Referring expression data:
━━━

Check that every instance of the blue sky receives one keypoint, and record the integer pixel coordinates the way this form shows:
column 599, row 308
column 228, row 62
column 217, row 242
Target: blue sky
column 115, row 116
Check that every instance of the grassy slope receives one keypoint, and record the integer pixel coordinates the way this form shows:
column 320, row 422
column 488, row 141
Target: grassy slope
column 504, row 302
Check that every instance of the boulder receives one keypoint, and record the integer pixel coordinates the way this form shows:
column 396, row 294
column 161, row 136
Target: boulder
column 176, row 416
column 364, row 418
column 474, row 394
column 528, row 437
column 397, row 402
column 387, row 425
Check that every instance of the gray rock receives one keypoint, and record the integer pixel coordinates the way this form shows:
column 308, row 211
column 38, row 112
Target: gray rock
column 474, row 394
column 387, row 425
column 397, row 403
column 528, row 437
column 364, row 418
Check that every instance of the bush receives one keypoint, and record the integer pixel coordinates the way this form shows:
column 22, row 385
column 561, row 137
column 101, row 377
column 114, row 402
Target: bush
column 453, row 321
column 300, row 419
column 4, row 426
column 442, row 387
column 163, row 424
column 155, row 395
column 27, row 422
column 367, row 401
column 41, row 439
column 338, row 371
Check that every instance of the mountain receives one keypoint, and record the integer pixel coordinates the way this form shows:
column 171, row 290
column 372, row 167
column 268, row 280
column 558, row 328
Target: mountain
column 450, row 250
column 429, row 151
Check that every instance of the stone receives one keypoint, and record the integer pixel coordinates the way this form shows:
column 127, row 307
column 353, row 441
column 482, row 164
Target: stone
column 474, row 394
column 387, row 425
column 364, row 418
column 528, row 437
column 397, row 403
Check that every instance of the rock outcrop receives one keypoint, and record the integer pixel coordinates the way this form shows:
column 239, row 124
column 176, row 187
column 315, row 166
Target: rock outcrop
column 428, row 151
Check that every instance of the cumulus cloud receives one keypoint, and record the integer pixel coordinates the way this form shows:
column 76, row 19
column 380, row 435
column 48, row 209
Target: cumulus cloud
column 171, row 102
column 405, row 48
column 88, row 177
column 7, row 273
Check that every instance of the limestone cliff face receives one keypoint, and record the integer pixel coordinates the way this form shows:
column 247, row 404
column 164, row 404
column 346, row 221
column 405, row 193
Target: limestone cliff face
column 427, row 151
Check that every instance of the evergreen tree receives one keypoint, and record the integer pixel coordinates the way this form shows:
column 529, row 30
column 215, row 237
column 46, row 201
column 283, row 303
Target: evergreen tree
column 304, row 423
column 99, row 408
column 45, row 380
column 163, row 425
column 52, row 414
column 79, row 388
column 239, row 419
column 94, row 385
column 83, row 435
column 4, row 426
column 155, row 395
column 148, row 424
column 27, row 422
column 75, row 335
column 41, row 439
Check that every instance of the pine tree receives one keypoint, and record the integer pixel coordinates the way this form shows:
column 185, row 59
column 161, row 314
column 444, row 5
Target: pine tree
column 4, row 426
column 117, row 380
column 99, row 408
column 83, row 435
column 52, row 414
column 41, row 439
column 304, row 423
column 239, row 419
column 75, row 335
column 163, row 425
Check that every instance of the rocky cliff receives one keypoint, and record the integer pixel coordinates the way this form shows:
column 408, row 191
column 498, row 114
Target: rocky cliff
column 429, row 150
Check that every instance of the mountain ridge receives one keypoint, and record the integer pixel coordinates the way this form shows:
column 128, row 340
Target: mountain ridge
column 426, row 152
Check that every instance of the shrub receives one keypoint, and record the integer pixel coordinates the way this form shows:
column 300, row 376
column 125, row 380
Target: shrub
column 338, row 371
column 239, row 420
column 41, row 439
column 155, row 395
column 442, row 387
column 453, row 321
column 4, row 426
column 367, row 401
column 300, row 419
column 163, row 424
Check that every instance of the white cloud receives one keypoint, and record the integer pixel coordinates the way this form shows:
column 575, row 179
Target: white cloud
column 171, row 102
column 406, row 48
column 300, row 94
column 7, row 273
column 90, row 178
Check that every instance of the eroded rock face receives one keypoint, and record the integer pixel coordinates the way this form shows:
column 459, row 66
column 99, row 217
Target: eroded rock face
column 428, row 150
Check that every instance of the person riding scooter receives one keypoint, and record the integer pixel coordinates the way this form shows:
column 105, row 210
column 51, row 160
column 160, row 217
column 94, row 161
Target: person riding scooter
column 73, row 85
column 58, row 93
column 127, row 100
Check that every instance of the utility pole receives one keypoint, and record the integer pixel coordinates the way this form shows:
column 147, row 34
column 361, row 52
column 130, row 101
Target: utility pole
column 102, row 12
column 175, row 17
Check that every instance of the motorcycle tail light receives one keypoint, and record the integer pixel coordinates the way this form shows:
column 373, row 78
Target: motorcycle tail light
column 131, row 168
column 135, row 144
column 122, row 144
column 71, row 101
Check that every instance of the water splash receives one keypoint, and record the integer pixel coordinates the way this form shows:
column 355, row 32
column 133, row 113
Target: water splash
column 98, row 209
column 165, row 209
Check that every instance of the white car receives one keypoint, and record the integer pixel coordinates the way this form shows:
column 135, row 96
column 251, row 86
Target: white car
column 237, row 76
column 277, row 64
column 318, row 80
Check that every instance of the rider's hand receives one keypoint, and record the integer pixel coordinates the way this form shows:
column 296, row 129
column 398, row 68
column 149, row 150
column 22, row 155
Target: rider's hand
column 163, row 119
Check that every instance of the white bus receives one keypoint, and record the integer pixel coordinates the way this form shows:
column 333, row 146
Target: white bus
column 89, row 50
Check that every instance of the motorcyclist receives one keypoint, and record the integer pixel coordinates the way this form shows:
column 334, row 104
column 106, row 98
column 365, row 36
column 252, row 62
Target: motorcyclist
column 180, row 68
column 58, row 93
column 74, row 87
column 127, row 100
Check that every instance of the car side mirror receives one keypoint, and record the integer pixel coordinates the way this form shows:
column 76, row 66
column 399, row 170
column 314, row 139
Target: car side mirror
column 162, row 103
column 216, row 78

━━━

Take the stretch of lines above from the one containing "column 247, row 404" through the one containing "column 185, row 59" and repeat it exactly, adding no other line.

### Solution for this task
column 247, row 404
column 164, row 404
column 346, row 221
column 405, row 193
Target: limestone cliff face
column 427, row 151
Check that every instance of the evergreen tree receives one keypoint, and record the integer pixel coordinates the way this form shows:
column 529, row 30
column 215, row 237
column 46, row 201
column 283, row 303
Target: evergreen tree
column 304, row 423
column 99, row 408
column 45, row 380
column 163, row 425
column 52, row 414
column 79, row 388
column 239, row 419
column 94, row 385
column 83, row 435
column 4, row 426
column 155, row 395
column 148, row 424
column 27, row 422
column 75, row 335
column 41, row 439
Check that every instance of the pine tree receives one keypoint, and record the integer pixel coordinates the way this form shows:
column 185, row 59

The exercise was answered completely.